WORK TASK:
This exercise asks for the records to be retyped exactly as they read.

Saved data entries:
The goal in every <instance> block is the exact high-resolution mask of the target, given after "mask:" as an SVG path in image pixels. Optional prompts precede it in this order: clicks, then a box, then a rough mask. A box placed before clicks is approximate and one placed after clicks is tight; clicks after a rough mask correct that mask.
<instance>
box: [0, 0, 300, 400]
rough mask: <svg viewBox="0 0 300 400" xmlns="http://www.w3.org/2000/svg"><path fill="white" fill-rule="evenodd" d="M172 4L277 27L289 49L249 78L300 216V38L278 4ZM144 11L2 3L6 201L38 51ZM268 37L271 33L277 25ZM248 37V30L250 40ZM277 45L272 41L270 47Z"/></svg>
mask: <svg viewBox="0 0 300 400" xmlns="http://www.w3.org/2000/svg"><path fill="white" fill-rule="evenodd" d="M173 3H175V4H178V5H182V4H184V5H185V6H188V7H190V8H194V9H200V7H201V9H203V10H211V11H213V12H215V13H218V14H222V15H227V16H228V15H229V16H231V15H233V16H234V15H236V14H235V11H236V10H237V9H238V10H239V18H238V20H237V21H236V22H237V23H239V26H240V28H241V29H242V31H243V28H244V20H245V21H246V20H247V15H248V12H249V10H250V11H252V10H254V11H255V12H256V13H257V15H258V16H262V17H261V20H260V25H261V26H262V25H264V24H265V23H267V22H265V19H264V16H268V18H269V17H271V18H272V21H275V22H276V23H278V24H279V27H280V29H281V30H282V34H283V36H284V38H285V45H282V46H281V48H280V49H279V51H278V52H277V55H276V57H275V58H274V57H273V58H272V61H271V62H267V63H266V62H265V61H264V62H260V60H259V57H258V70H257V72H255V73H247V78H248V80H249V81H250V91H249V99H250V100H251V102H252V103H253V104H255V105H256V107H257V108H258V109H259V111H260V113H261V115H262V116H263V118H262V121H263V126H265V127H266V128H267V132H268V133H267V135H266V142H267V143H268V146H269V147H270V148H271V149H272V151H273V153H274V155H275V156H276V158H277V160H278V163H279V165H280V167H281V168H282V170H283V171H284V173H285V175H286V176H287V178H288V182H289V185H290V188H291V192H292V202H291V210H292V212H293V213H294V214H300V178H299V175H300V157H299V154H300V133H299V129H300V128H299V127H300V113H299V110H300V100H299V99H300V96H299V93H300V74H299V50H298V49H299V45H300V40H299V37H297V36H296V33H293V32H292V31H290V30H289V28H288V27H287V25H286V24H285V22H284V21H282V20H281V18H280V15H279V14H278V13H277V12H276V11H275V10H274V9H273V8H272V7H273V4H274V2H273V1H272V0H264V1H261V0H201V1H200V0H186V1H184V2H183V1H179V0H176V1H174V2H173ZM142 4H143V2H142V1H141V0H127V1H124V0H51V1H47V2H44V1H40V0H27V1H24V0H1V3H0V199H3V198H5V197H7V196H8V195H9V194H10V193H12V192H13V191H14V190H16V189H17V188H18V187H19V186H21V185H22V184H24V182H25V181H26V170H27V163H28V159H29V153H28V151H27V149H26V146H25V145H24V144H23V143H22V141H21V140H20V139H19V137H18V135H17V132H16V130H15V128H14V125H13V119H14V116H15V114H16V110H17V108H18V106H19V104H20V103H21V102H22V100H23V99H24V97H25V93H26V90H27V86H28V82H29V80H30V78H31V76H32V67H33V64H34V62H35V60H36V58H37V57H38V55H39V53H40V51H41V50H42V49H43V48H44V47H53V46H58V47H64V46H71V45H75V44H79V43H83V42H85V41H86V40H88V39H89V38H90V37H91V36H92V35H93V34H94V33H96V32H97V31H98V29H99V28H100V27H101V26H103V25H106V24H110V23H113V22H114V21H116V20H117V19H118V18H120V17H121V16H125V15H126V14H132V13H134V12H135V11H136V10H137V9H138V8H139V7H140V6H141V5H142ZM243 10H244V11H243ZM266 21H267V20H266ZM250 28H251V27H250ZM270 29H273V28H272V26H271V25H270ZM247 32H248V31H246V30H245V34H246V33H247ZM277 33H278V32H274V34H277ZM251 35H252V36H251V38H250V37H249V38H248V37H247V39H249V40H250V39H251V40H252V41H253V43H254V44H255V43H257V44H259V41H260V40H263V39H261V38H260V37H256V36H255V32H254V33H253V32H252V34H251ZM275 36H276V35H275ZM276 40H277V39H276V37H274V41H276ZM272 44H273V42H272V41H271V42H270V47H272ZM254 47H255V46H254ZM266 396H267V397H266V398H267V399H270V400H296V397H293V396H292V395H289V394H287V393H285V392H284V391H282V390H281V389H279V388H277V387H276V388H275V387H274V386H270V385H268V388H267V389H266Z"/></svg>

ANSWER BOX:
The goal in every <instance> block is the exact high-resolution mask of the target, given after "mask:" as an SVG path in image pixels. Optional prompts precede it in this order: clicks, then a box, then a rough mask. A box placed before clicks is approximate and one placed after clicks is tight; clicks after a rough mask correct that mask.
<instance>
box: [0, 0, 300, 400]
rough mask: <svg viewBox="0 0 300 400" xmlns="http://www.w3.org/2000/svg"><path fill="white" fill-rule="evenodd" d="M172 4L277 27L289 49L249 78L300 216V38L278 4ZM144 11L2 3L6 201L38 51ZM268 37L271 33L277 25ZM248 37V30L250 40ZM277 45L272 41L270 47Z"/></svg>
mask: <svg viewBox="0 0 300 400" xmlns="http://www.w3.org/2000/svg"><path fill="white" fill-rule="evenodd" d="M173 3H175V4H178V5H182V4H184V5H185V6H188V7H190V8H194V9H200V7H201V9H203V10H211V11H213V12H215V13H218V14H222V15H227V16H228V15H229V16H231V15H233V16H234V15H236V14H235V11H236V10H237V9H238V10H239V18H238V20H237V21H236V22H237V23H239V26H240V28H241V29H242V31H243V28H244V20H245V21H246V20H247V15H248V12H249V10H250V11H252V10H254V11H255V12H256V13H257V15H258V16H262V17H261V20H260V25H261V26H262V25H264V24H265V23H267V22H265V19H264V16H268V18H269V17H271V18H272V21H275V22H276V23H278V24H279V27H280V29H281V30H282V34H283V36H284V38H285V45H282V46H281V48H280V49H279V51H278V52H277V55H276V57H275V58H274V57H273V58H272V61H271V62H267V63H266V62H265V61H264V62H260V60H259V57H258V70H257V72H255V73H247V78H248V80H249V81H250V91H249V99H250V100H251V102H252V103H253V104H255V105H256V107H257V108H258V109H259V111H260V113H261V115H262V116H263V118H262V121H263V126H265V127H266V128H267V132H268V133H267V135H266V142H267V143H268V146H269V147H270V148H271V149H272V151H273V153H274V155H275V156H276V158H277V160H278V163H279V165H280V167H281V168H282V170H283V171H284V173H285V175H286V176H287V178H288V182H289V185H290V188H291V192H292V202H291V210H292V212H293V213H294V214H300V178H299V175H300V157H299V154H300V133H299V129H300V128H299V127H300V113H299V110H300V100H299V99H300V96H299V93H300V74H299V50H298V49H299V45H300V40H299V37H297V36H296V33H293V32H292V31H290V30H289V28H288V27H287V25H286V24H285V22H284V21H282V20H281V18H280V15H279V14H278V13H277V12H276V11H275V10H274V9H273V8H272V7H273V4H274V2H273V1H272V0H264V1H261V0H201V1H200V0H186V1H184V2H183V1H179V0H176V1H174V2H173ZM142 4H143V2H142V1H141V0H127V1H124V0H51V1H47V2H44V1H40V0H27V1H24V0H1V3H0V199H3V198H5V197H7V196H8V195H9V194H10V193H12V192H13V191H14V190H16V189H17V188H18V187H19V186H21V185H22V184H24V182H25V181H26V170H27V163H28V159H29V153H28V151H27V149H26V146H25V145H24V144H23V143H22V141H21V140H20V139H19V137H18V135H17V132H16V130H15V128H14V125H13V119H14V116H15V114H16V110H17V108H18V106H19V104H20V103H21V102H22V100H23V99H24V97H25V93H26V90H27V86H28V82H29V80H30V78H31V76H32V67H33V64H34V62H35V60H36V58H37V57H38V55H39V53H40V51H41V50H42V49H43V48H44V47H53V46H58V47H64V46H71V45H75V44H79V43H83V42H85V41H86V40H88V39H89V38H90V37H91V36H92V35H93V34H94V33H96V32H97V31H98V29H99V28H100V27H101V26H103V25H106V24H110V23H113V22H114V21H116V20H117V19H118V18H120V17H121V16H125V15H126V14H132V13H134V12H135V11H136V10H137V9H138V8H139V7H140V6H141V5H142ZM243 10H244V11H243ZM266 21H267V20H266ZM250 28H251V27H250ZM270 29H273V28H272V26H271V25H270ZM247 32H248V31H246V30H245V34H246V33H247ZM277 33H278V32H274V34H277ZM251 35H252V36H251V38H250V37H249V38H248V37H247V39H249V40H250V39H251V40H252V41H253V43H254V44H255V43H257V44H259V41H260V40H263V39H261V38H260V37H256V36H255V32H254V33H253V32H252V34H251ZM275 36H276V35H275ZM276 40H277V39H276V37H274V41H276ZM272 44H273V42H272V41H271V42H270V47H272ZM254 47H255V46H254ZM266 396H267V397H266V398H267V399H270V400H296V397H293V396H292V395H289V394H287V393H285V392H284V391H282V390H281V389H279V388H277V387H276V388H275V387H274V386H270V385H268V388H267V389H266Z"/></svg>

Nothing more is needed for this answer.